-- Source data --
>> BEGIN
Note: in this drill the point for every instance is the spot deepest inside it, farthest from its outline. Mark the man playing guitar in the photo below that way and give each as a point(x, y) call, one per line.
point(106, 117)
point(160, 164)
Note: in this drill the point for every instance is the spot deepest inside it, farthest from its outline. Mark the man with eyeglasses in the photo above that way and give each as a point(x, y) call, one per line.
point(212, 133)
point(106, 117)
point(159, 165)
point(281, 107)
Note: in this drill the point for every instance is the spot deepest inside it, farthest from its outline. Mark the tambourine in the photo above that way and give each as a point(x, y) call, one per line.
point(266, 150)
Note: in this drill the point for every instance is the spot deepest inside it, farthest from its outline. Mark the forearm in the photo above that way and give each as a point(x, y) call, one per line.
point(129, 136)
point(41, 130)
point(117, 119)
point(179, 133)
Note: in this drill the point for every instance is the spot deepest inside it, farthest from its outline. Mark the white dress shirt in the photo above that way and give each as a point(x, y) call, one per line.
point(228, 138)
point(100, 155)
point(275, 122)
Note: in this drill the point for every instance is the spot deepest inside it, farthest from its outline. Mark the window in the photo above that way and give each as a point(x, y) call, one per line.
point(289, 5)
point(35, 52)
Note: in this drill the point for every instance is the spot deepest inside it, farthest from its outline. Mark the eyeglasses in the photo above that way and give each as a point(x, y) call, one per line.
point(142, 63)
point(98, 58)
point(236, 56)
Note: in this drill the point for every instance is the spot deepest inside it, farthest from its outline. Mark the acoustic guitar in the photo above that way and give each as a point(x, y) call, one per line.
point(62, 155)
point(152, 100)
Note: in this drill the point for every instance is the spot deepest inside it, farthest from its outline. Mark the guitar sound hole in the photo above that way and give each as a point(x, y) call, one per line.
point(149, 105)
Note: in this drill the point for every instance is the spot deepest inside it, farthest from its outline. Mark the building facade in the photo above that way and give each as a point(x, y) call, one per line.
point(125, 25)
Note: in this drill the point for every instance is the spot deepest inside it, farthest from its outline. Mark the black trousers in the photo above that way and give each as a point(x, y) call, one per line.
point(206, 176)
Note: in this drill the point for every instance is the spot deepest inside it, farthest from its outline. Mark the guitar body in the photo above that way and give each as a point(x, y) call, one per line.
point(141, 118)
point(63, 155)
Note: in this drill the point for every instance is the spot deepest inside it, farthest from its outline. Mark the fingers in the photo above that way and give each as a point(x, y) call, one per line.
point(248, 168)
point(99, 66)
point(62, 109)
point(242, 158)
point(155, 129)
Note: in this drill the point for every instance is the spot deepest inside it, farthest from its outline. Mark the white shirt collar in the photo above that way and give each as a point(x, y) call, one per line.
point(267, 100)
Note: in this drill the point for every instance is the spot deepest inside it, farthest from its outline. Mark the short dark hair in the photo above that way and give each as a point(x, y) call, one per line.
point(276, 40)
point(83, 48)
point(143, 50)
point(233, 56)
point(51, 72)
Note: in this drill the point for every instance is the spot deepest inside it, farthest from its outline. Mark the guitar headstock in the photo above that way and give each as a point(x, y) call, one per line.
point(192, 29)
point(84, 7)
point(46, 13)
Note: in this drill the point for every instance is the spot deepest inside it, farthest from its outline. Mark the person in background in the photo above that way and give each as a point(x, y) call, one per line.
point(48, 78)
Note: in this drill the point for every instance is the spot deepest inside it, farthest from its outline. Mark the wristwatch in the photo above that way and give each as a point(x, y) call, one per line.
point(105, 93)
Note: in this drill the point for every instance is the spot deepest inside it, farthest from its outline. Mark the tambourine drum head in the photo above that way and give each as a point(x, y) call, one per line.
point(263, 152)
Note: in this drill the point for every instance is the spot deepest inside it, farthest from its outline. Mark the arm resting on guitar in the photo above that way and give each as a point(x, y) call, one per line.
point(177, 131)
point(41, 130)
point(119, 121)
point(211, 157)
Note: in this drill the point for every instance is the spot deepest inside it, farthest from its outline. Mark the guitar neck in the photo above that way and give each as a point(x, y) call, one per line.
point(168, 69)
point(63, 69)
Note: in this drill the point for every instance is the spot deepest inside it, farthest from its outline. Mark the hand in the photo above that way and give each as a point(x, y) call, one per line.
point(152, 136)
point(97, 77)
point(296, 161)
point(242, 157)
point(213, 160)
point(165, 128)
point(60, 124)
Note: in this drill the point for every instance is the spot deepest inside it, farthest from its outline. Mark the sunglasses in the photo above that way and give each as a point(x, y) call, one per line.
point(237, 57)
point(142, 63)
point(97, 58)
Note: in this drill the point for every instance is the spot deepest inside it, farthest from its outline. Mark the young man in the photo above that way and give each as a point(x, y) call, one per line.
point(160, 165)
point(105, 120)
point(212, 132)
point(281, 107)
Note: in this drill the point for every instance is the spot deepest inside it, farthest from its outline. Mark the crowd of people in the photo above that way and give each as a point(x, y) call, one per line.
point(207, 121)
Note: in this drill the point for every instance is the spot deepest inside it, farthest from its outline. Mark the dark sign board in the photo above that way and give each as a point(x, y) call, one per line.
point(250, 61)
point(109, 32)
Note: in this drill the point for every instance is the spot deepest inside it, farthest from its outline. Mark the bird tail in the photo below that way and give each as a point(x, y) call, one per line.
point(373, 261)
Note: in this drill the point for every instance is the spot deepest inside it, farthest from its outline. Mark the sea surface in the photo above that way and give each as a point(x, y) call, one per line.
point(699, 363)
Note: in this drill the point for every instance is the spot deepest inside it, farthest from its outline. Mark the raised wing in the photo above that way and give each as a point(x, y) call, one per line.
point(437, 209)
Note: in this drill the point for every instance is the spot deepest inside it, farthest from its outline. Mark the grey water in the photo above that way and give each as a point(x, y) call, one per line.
>> END
-- Objective --
Please rescale the lines running from the line with "the tambourine drum" to the line with "point(373, 261)", both included, by writing them all out again with the requests left unchanged. In the point answers, multiply each x and y coordinate by 0.85 and round it to a whole number, rounding halves up.

-- Result of the exercise --
Note: in this drill the point for every instance is the spot deepest inside it, farthest from its outline. Mark the tambourine drum head in the photo above that way and give each as a point(x, y) call, one per line.
point(224, 129)
Note: in this drill the point for every instance is the spot deepest inside it, farthest from its outline. Mark the arm resting on guitar in the photo above that way and give each as a point(x, y) call, one per line.
point(150, 111)
point(35, 111)
point(101, 103)
point(179, 133)
Note: in this drill the point for every instance is the spot deepest inside it, farthest from its outline. Mark the guitar neck in the photo above that way and give each as a point(x, y) call, one per line.
point(143, 59)
point(54, 59)
Note: in this drill the point for every instance is the spot deepest inside it, farthest from its outline. Mark the hand in the photo above that way and give each as a point(x, y) call, one per line.
point(129, 116)
point(82, 65)
point(252, 137)
point(206, 133)
point(181, 136)
point(140, 109)
point(51, 105)
Note: in this drill the point for every instance is the spot deepest inside it, farthest from its outline. Mark the sunglasses in the photo above that way and give each as a point(x, y) call, one per line.
point(201, 48)
point(121, 54)
point(82, 49)
Note: in this drill the point for every instance is the spot deepest inside it, farthest from its outline. Mark the young man in the photo above that way and give each as a point(x, y) call, one per line.
point(136, 140)
point(89, 102)
point(180, 112)
point(239, 91)
Note: in this drill the point for every instance is the spot deepest inside it, farthest from its outline. Mark the crowd of people in the photo above that way and give each as a point(x, y) call, one per line.
point(176, 103)
Note: in this drill the point for every instance is the spot deepest inside it, farthest from its outline. Mark the dark sign board in the photo above that way and give each as a point(x, y) call, one per line.
point(213, 52)
point(93, 27)
Note: in this drill the point for every instance is the spot deepest inside it, farthest from its outline. Mark the bird tail in the photo below that way and give each as a point(x, y) call, one per line.
point(317, 222)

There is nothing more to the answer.